• **Direction 1**
Copy out the whole text on the airline Direct Aero Services, word for word.

• **Text passage**

■ ■ ■ ■

Direct Aero Services
| IATA | ICAO | Call sign |
| - | DSV | - |
- Founded: March 2007
- Ceased operations: March 2013
- Hubs: Aurel Vlaicu International Airport
- Fleet size: 8
- Destinations: 4
- Headquarters: Bucharest, Romania
- Website: http://www.aeroservices.ro/

= Direct Aero Services =

Romanian charter airline

Direct Aero Services was a charter airline based in Bucharest, Romania. Its main base was Aurel Vlaicu International Airport. In 2012, it changed its name to Romstrade Logistic Expres.

Romstrade Logistic Expres has suspended operations and its air operator certificate has been revoked on 7 March 2013.

■ ■ ■ ■

• **Direction 2**
Rewrite as a numbered list the lines of the entries from the one containing "Note to the class: point to the tall" through the end of the entries, inclusive, with blank lines and pictures left out.

■ ■ ■ ■

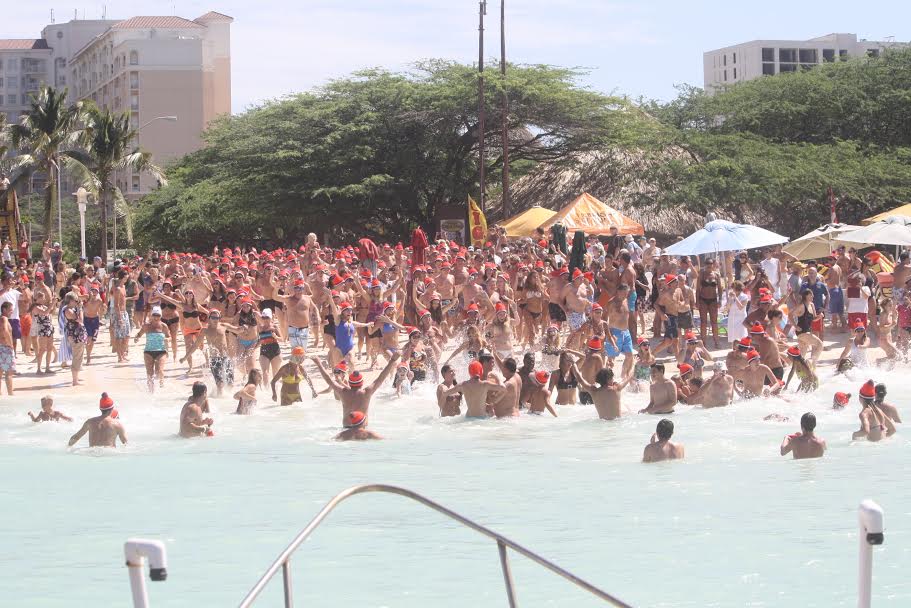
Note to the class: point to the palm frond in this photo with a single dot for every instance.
(124, 210)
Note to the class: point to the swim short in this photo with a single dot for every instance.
(576, 320)
(670, 326)
(685, 320)
(299, 336)
(7, 359)
(836, 301)
(556, 312)
(92, 324)
(624, 343)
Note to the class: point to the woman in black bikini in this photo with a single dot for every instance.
(564, 380)
(169, 314)
(708, 299)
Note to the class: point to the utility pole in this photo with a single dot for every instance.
(505, 197)
(482, 10)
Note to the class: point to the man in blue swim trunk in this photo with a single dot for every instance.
(618, 321)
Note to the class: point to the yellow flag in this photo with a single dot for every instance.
(477, 224)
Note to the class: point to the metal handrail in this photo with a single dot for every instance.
(503, 543)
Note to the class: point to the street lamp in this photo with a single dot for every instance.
(82, 197)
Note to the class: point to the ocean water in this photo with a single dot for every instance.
(733, 525)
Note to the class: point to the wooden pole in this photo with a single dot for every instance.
(507, 211)
(482, 10)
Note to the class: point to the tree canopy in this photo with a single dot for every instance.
(375, 153)
(774, 145)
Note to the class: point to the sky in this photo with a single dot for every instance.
(637, 49)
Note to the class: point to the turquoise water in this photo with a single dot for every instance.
(734, 525)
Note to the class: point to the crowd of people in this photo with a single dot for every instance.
(589, 320)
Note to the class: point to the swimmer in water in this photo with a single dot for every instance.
(103, 430)
(662, 392)
(874, 424)
(660, 446)
(354, 429)
(355, 397)
(804, 444)
(192, 422)
(451, 405)
(605, 392)
(539, 395)
(48, 413)
(475, 391)
(840, 400)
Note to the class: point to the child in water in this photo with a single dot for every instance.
(48, 413)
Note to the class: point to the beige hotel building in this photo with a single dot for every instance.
(151, 67)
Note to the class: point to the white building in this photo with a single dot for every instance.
(750, 60)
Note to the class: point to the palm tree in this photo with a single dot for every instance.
(109, 148)
(46, 136)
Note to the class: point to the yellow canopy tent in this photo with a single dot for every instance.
(904, 210)
(524, 224)
(588, 214)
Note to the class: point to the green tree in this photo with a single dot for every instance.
(375, 153)
(109, 145)
(47, 136)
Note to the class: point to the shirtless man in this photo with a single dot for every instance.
(604, 391)
(508, 403)
(192, 422)
(717, 391)
(576, 301)
(355, 397)
(669, 303)
(661, 447)
(103, 430)
(92, 311)
(592, 363)
(451, 405)
(475, 391)
(757, 378)
(804, 444)
(619, 324)
(768, 349)
(354, 429)
(120, 320)
(48, 413)
(662, 393)
(301, 314)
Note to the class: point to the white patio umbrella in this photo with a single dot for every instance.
(894, 230)
(722, 235)
(820, 242)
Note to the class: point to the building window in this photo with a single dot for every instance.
(787, 55)
(809, 56)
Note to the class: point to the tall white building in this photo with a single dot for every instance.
(750, 60)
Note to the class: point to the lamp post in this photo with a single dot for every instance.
(82, 197)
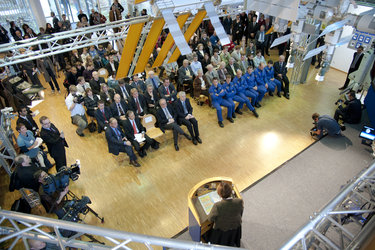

■ ■ ■ ■

• **Result 1**
Direct Aero Services
| IATA | ICAO | Call sign |
| - | DSV | - |
- Founded: March 2007
- Ceased operations: March 2013
- Hubs: Aurel Vlaicu International Airport
- Fleet size: 8
- Destinations: 4
- Headquarters: Bucharest, Romania
- Website: http://www.aeroservices.ro/

= Direct Aero Services =

Romanian charter airline

Direct Aero Services was a charter airline based in Bucharest, Romania. Its main base was Aurel Vlaicu International Airport. In 2012, it changed its name to Romstrade Logistic Expres.

Romstrade Logistic Expres has suspended operations and its air operator certificate has been revoked on 7 March 2013.

• **Result 2**
1. Note to the class: point to the tall white building in this photo with a single dot for every instance.
2. (750, 60)
3. Note to the class: point to the lamp post in this photo with a single dot for every instance.
4. (82, 197)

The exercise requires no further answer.